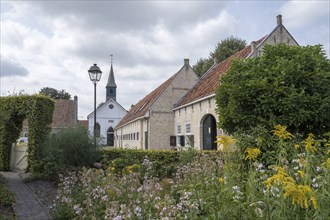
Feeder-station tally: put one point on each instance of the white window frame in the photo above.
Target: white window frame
(185, 127)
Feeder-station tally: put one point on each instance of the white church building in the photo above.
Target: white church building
(108, 114)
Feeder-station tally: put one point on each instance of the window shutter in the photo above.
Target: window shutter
(172, 141)
(182, 141)
(190, 140)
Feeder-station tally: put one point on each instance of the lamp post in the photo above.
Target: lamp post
(95, 75)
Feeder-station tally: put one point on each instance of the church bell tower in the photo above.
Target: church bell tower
(111, 85)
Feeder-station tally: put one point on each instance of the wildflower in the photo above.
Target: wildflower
(281, 177)
(252, 153)
(301, 173)
(221, 180)
(327, 163)
(281, 132)
(310, 143)
(226, 142)
(299, 194)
__________________________________________________
• _EXERCISE DIRECTIONS_
A word-for-word copy of the material is required; pictures stay out of it.

• _EXPECTED OUTPUT_
Feeder-station tally: put one point on each instance of the white window frame in the photo above.
Target: white window frame
(185, 127)
Feeder-station tally: put one point on each instance of the white church building in the photo above.
Target: white church building
(108, 114)
Feeder-station tally: put one point on each instance of the window shutter in the photo above.
Target: window shutter
(172, 141)
(182, 141)
(190, 140)
Feeder-station tally: put one point on each instance of the lamp post in the photo above.
Target: lamp post
(95, 75)
Feeder-station tally: put one point on each instance of the church bell tower in the photo above.
Target: church bell tower
(111, 85)
Feeder-station tally: put one point on each instance of the wildflower in the photo above.
Target: wildflower
(281, 177)
(252, 153)
(301, 173)
(221, 180)
(327, 163)
(281, 132)
(310, 143)
(226, 142)
(299, 194)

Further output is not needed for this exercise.